> [GIVEN REQUEST]: Reproduce every one of the following items verbatim, omitting the pictures from your reply.

> [INPUT FOR THIS TASK]:
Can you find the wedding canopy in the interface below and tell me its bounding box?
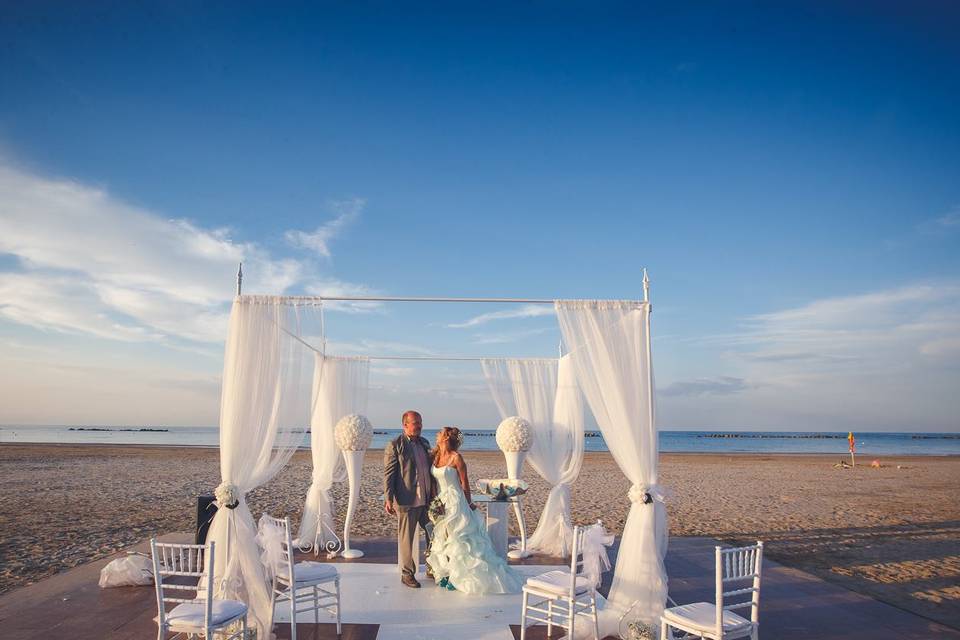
[210,274,667,637]
[481,355,583,556]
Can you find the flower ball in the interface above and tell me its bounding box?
[333,413,373,451]
[497,416,533,451]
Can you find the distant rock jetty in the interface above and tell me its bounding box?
[697,433,847,440]
[69,427,170,433]
[373,429,601,438]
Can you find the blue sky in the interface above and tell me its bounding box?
[0,2,960,431]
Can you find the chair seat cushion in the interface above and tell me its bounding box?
[293,560,337,582]
[167,600,247,629]
[526,569,591,595]
[663,602,750,633]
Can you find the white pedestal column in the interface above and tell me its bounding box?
[503,451,530,559]
[340,451,364,559]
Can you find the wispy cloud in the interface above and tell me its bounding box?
[286,198,367,258]
[327,340,438,356]
[917,205,960,236]
[447,304,555,329]
[0,159,374,342]
[473,327,559,344]
[658,376,748,396]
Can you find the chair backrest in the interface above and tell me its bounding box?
[570,520,603,598]
[150,538,214,626]
[716,540,763,637]
[263,514,294,585]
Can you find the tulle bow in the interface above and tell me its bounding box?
[627,484,666,504]
[581,521,613,587]
[257,516,287,580]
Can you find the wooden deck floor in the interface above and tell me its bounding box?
[0,534,960,640]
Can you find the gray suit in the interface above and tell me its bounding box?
[383,434,436,576]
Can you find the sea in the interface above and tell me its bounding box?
[0,425,960,457]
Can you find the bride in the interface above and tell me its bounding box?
[427,427,523,594]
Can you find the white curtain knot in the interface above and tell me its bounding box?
[580,520,613,587]
[257,515,287,580]
[627,484,664,504]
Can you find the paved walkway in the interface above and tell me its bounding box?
[0,534,960,640]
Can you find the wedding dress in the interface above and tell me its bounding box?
[427,467,523,594]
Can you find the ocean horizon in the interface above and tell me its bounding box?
[0,425,960,457]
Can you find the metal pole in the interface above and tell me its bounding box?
[643,269,659,460]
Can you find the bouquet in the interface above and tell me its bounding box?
[213,482,240,509]
[427,496,447,524]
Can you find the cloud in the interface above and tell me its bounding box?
[658,376,748,397]
[708,282,960,430]
[327,339,438,356]
[473,327,559,344]
[286,198,367,258]
[936,207,960,229]
[306,278,383,313]
[447,304,555,329]
[370,365,414,378]
[917,205,960,236]
[0,160,367,342]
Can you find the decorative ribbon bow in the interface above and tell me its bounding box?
[627,484,665,504]
[257,516,287,580]
[581,520,613,587]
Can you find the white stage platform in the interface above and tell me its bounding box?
[275,562,564,640]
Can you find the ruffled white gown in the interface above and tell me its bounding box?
[427,467,523,594]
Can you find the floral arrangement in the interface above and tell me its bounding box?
[497,416,533,451]
[476,478,527,500]
[333,413,373,451]
[626,620,660,640]
[427,496,447,524]
[213,482,240,509]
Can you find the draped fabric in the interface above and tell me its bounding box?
[481,356,583,556]
[556,300,667,631]
[208,296,320,638]
[298,353,370,547]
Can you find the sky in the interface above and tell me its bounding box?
[0,0,960,431]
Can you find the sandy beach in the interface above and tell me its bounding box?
[0,445,960,628]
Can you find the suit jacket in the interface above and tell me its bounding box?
[383,434,436,511]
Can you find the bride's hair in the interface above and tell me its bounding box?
[433,427,463,464]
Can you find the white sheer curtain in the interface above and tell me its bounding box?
[298,353,370,546]
[556,300,667,623]
[208,296,320,638]
[480,356,583,556]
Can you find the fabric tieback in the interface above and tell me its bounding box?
[257,516,287,580]
[580,522,613,587]
[627,484,666,504]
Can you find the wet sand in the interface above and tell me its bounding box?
[0,444,960,628]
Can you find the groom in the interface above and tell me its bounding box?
[383,411,435,589]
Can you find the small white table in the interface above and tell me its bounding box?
[473,494,519,559]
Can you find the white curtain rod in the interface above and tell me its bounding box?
[266,296,556,304]
[362,354,555,361]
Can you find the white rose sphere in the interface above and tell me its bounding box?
[333,413,373,451]
[497,416,533,451]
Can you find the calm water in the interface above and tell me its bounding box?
[0,425,960,456]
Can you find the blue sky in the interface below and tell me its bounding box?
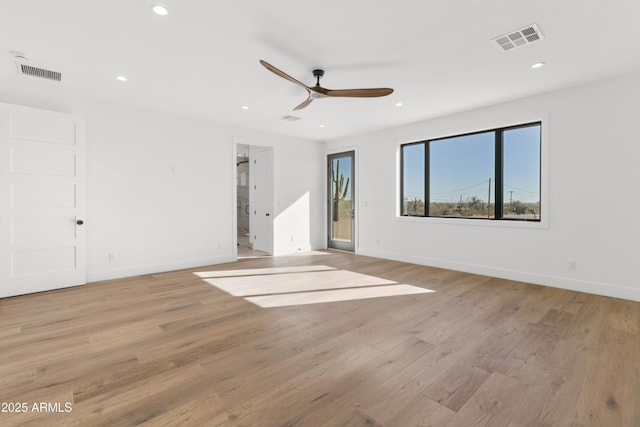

> [COMPLETE ANSWER]:
Can you find the wedding canopy in the interface below and tell me its bounding box?
[210,274,667,637]
[481,355,583,556]
Can you find the flower ball in the interface above and tell me its bounding box?
[333,413,373,451]
[497,416,533,451]
Can you find the distant rock jetty in the interface above and tell me its bounding box?
[697,433,847,440]
[69,427,170,433]
[373,429,601,438]
Can you find the blue sky in the interface above and tell me its bounding box?
[0,2,960,431]
Can you find the chair seat cushion in the interface above and tell me its bounding box?
[293,560,337,582]
[167,600,247,629]
[526,569,591,595]
[663,602,750,633]
Can you find the white pedestal column in the interface above and tell me its bounding box?
[503,451,530,559]
[340,451,364,559]
Can you find the wispy cloud in the interface above and tell me its bounding box?
[286,198,367,258]
[327,340,438,356]
[917,205,960,236]
[447,304,555,329]
[0,159,374,342]
[473,327,559,344]
[658,376,748,396]
Can you find the chair backrest in the interface above and tell me its bounding box?
[570,520,603,598]
[150,538,214,626]
[716,540,763,637]
[263,514,294,585]
Can you find the tulle bow in the interface above and tell me its bounding box?
[627,484,666,504]
[581,521,613,587]
[257,516,287,580]
Can you find the wooden deck floor in the interface above and tell me its bounding box?
[0,534,960,640]
Can you find the gray suit in the interface above and tell me its bounding box?
[383,434,436,576]
Can you find the sea in the interface above and tell me its bounding box?
[0,425,960,457]
Can you find the bride in the interface above and tell me its bounding box?
[427,427,523,594]
Can you find the white curtain knot in the interface above and tell me its bounding box?
[580,520,613,587]
[257,515,287,580]
[627,484,664,504]
Can you find the paved walkway in the interface above and tell me its bounding box?
[0,534,960,640]
Can you find the wedding dress in the interface above and tell me its bounding box?
[427,467,523,594]
Can you find the ocean horizon in the interface above and tell me its bounding box?
[0,425,960,457]
Can you find the metal pole in the interface above and tell me its bounding box?
[643,269,659,460]
Can you find the bouquet in the interface above and tell me its bounding box?
[213,482,240,509]
[427,496,447,524]
Can you find the cloud in the interface above and tell me its bounding box?
[658,376,748,397]
[708,282,960,430]
[327,339,438,356]
[473,327,559,344]
[286,198,367,258]
[936,207,960,229]
[306,278,383,313]
[447,304,555,329]
[370,365,414,378]
[917,205,960,236]
[0,160,367,342]
Can you find the decorative ribbon bow in the interface above and tell me its bounding box?
[627,484,665,504]
[257,516,287,580]
[581,520,613,587]
Can you find the white stage platform in the interface above and tell me its bounding box?
[275,562,564,640]
Can you find the ruffled white gown in the interface above and tell me its bounding box?
[427,467,523,594]
Can you find the floral arrangement in the interface above and tell me its bounding box?
[497,416,533,451]
[476,478,527,500]
[333,413,373,451]
[626,620,660,640]
[427,496,447,524]
[213,482,240,509]
Can you find the draped fabric in the interface above and tell me its bounding box?
[481,356,583,556]
[556,300,667,631]
[208,296,320,638]
[298,353,370,547]
Can you find the sky in the interface above and tell me its bounding box?
[0,0,960,431]
Can you find the sandy beach in the interface above and tell me its bounding box?
[0,445,960,628]
Can you find the suit jacket in the interface above and tell me its bounding box?
[383,434,436,511]
Can you find the bride's hair in the interface above and tell me its bounding box?
[433,427,463,464]
Can you find the white sheer curtain in the interface above and tell me its bounding box?
[298,353,370,546]
[556,300,667,623]
[208,296,320,638]
[480,356,583,556]
Can you find the fabric tieback in the interface above and tell me its bounding box?
[257,516,287,580]
[580,522,613,587]
[627,484,666,504]
Can you find the wet sand in the interface above and tell me its bounding box?
[0,444,960,628]
Can you find the groom in the interface above and tell me its bounding box?
[383,411,435,589]
Can you find the small white table in the interface above and tell me its bounding box?
[473,494,519,559]
Can you find the white curtain rod in the interface above and tell me its bounding box?
[266,296,556,304]
[362,354,555,361]
Can you find the white rose sphere in the interface above and tell me its bounding box?
[333,413,373,451]
[497,416,533,451]
Can you find the calm water in the interface above and tell me its bounding box?
[0,425,960,456]
Can you find the blue sky in the interface below and tell me its bounding box?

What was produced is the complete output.